* [DOCUMENT EXTRACT]:
Everybody is lining up. Where's the bread?

The party of the first part, namely the Archbishop of Canterbury, host of the Lambeth Conference, has sent out invitations to most of the bishops of the Anglican Communion. Among the few not invited at all are the bishops of the Anglican Mission in America (AMiA) and the Convocation of Anglicans in North America (CANA). There is as well the special case of the Bishop of New Hampshire who may be invited as a guest in some capacity. The list is out and the question is, who will accept? The bishops are supposed to respond soon to the invitation. There is an RSVP asked for.

Speaking on behalf of their provinces, the Primates of Uganda and Nigeria are hinting strongly that they will not attend for one reason or another. It is not clear that all the bishops of those provinces will indeed take the lead from their Archbishops.

The party of the second part, the Archbishop of Nigeria, Peter Akinola, has troubles of his own, but none the less is trying to line up a variety of church people around a document called "The Road to Lambeth," the purpose of which is to tell Canterbury, the Lambeth Conference, and most particularly The Episcopal Church to bug off. By way of the Province of Nigeria, the Council of Anglican Provinces in Africa (CAPA), and the Global South Steering Committee, Archbishop Akinola, who chairs each of these, is pushing harder and harder against the broad inclusiveness of the Lambeth invitations. So some bishops and churches seem to be lining up for an alternative to Lambeth, and indeed an alternative to the Anglican Communion as currently constituted.

Lurking in the background for several years have been other players in the game: Martyn Minns, now bishop in the Church of Nigeria, in the diocese of CANA (It is so listed in the Church of Nigeria.) At the Dar es Salaam meeting of the Primates Martyn Minns was so closely connected to Archbishop Akinola that the Archbishop had Minns electronically at hand throughout the meeting. Advice flowed freely. Now, of course, Minns is connected hip and thigh to the Archbishop of Nigeria by way of vows of ordination.

* [SUPPLIED DATA]:

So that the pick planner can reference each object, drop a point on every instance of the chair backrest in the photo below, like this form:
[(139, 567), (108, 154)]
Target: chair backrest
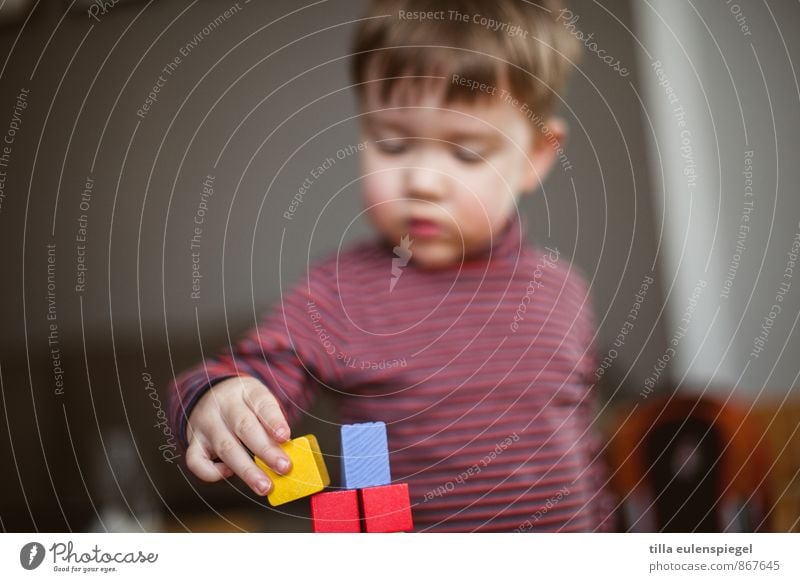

* [GOAL]: Which bodies does the piece on the Lambeth Conference invitations say Archbishop Peter Akinola chairs? List every one.

* [SOLUTION]:
- The Province of Nigeria
- The Council of Anglican Provinces in Africa (CAPA)
- The Global South Steering Committee